Exercise instructions
All lines from the one with "grass on this basis." through the final line of the records below must be written out exactly, with no other text.
#### Available data
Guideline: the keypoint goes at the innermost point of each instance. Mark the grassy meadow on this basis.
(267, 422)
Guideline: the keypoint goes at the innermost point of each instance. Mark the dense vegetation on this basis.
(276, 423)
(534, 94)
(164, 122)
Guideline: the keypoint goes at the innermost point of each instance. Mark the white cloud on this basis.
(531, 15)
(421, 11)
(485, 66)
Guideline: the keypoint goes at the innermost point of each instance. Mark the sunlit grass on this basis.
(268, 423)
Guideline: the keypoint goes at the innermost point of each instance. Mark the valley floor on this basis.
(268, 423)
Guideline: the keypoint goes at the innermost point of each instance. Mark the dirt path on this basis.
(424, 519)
########
Result of the exercise
Guideline: the keypoint goes at the innermost point of each instance. Mark the sunlit grass on this basis.
(268, 423)
Guideline: the keypoint goes at the innermost point of each instance. Mark the valley floor on this basis.
(268, 423)
Guideline: the keypoint goes at the innermost point of each instance. Mark the dirt path on this basis.
(424, 519)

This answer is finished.